EXTRACTED INFORMATION
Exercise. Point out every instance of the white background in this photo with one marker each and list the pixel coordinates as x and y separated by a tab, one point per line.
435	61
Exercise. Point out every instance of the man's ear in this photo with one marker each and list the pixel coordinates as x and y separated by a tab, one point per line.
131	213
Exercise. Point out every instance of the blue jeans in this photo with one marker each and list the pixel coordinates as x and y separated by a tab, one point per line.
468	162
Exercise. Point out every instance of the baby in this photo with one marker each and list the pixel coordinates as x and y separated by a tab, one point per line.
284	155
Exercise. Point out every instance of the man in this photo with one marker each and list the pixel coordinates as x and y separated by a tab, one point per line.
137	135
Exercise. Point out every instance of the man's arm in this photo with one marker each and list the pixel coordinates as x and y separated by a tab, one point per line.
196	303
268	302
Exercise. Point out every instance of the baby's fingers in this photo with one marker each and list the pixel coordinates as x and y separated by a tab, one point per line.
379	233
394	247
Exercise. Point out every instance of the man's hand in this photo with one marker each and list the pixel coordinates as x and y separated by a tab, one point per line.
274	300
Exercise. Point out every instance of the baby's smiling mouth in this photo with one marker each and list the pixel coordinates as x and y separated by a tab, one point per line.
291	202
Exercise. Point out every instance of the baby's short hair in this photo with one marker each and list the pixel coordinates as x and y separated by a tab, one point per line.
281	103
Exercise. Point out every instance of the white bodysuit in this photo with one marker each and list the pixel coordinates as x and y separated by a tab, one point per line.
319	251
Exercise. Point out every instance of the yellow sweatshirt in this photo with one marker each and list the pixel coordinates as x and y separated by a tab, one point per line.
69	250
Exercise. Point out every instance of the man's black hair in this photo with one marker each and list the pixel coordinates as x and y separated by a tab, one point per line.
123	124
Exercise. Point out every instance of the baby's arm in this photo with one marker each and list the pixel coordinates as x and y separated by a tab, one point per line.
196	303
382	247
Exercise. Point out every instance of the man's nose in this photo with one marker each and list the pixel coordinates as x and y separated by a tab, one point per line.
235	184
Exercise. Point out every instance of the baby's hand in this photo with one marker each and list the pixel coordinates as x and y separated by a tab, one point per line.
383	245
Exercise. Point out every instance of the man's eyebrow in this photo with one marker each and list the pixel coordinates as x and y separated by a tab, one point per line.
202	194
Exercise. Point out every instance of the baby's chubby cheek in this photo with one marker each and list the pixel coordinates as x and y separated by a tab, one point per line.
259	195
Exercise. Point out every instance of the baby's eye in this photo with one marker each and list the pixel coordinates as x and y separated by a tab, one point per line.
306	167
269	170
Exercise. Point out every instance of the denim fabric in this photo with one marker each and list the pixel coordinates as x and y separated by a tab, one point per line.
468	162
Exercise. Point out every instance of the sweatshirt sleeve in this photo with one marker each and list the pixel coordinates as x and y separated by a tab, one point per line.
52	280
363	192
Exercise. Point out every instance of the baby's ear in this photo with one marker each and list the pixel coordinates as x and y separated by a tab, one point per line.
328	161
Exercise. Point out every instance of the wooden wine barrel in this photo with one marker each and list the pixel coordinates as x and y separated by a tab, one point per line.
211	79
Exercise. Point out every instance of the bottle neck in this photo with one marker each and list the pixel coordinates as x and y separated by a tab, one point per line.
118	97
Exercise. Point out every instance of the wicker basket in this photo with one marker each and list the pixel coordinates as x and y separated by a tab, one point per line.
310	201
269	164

THE TASK
Reproduce all of the entries above word for word, keeping every line unchanged.

EXERCISE OUTPUT
Exercise. Point out every instance of the white background in this photo with one marker each and list the pixel coordinates as x and y separated by a tab, one point per line.
435	61
Exercise. Point out every instance of the man's ear in this photo with one marker each and list the pixel coordinates as x and y separated by a tab, one point per line.
131	213
Exercise. Point out every instance of the blue jeans in this photo with one marker each and list the pixel coordinates as x and y separated by a tab, one point per line.
468	162
Exercise. Point out every instance of the baby in this photo with one marker each and list the pixel coordinates as x and y separated by a tab, one point per line.
284	155
Exercise. Point out every instance of the man in this photo with one marker each and list the pixel coordinates as x and y separated by a tab, one point per line.
137	135
Exercise. Point out every instance of the man's arm in this photo with one marker each and list the pixel coordinates as x and y separated by a tab, one point per line.
196	303
268	302
Exercise. Point out every instance of the baby's fingers in this photo with one marker each and list the pixel coordinates as x and y separated by a tab, one point per line.
379	233
394	247
Exercise. Point out every instance of the man's hand in this photo with one marker each and list the pixel coordinates as x and y separated by a tab, one point per line.
274	300
Exercise. Point out every instance of the baby's smiling mouth in this photo with one marker each and list the pixel coordinates as x and y separated by a tab, one point per line.
291	202
Exercise. Point out every instance of the baby's short hair in this photo with one marker each and list the pixel coordinates as x and y separated by a tab, one point per line.
281	103
Exercise. Point out every instance of the white bodysuit in this photo with one marker each and list the pixel coordinates as x and y separated by a tab, one point per line.
319	251
Exercise. Point out every instance of the yellow sweatshirt in this photo with one marker each and list the pixel coordinates as x and y separated by a tab, one point per line.
69	250
Exercise. Point out every instance of the man's black hair in this photo with one marker each and list the pixel coordinates as x and y separated by a tab, one point per line.
123	124
Exercise. Point out every instance of the baby's arm in this photo with one marker each and list the pixel coordinates as x and y separated by a tab, one point per line.
196	303
382	247
Exercise. Point out every instance of the man's nose in this photo with one marker each and list the pixel coordinates as x and y separated by a tab, one point per line.
235	184
Exercise. Point out every instance of the baby's hand in this photo with one marker each and list the pixel coordinates as x and y separated by a tab, one point per line.
383	245
Exercise. Point out every instance of the man's eyebrow in this photo with one marker each and list the pixel coordinates as x and y separated by a tab, one point per line.
202	194
Exercise. Point out every instance of the baby's chubby cheek in this photo with one marker each and list the pixel coordinates as x and y separated by a tab, one point per line.
259	195
Exercise. Point out every instance of the baby's eye in this photo with one marker each and list the pixel coordinates as x and y separated by a tab, one point per line.
306	167
269	170
Exercise. Point out every instance of the denim fabric in this photo with one marker each and list the pixel coordinates as x and y separated by a tab, one point per line.
468	162
Exercise. Point out every instance of the sweatshirt sleeve in this photo with one marker each and list the pixel coordinates as x and y separated by a tab, one point per line.
52	280
363	192
Exercise. Point out every instance of the baby's ear in this photo with one marker each and list the pixel coordinates as x and y separated by a tab, one point per line.
328	161
Exercise. Point out every instance of the wooden wine barrel in this photo with one marker each and list the pixel coordinates as x and y separated by a tab, one point per line.
211	79
Exercise. Point out every instance of the bottle neck in this photo with one marker each and list the pixel coordinates as x and y separated by a tab, one point per line.
118	97
Exercise. Point out every instance of the wicker basket in this photo with one marker each and list the pixel coordinates as x and y separated by a tab, one point per line.
310	201
269	164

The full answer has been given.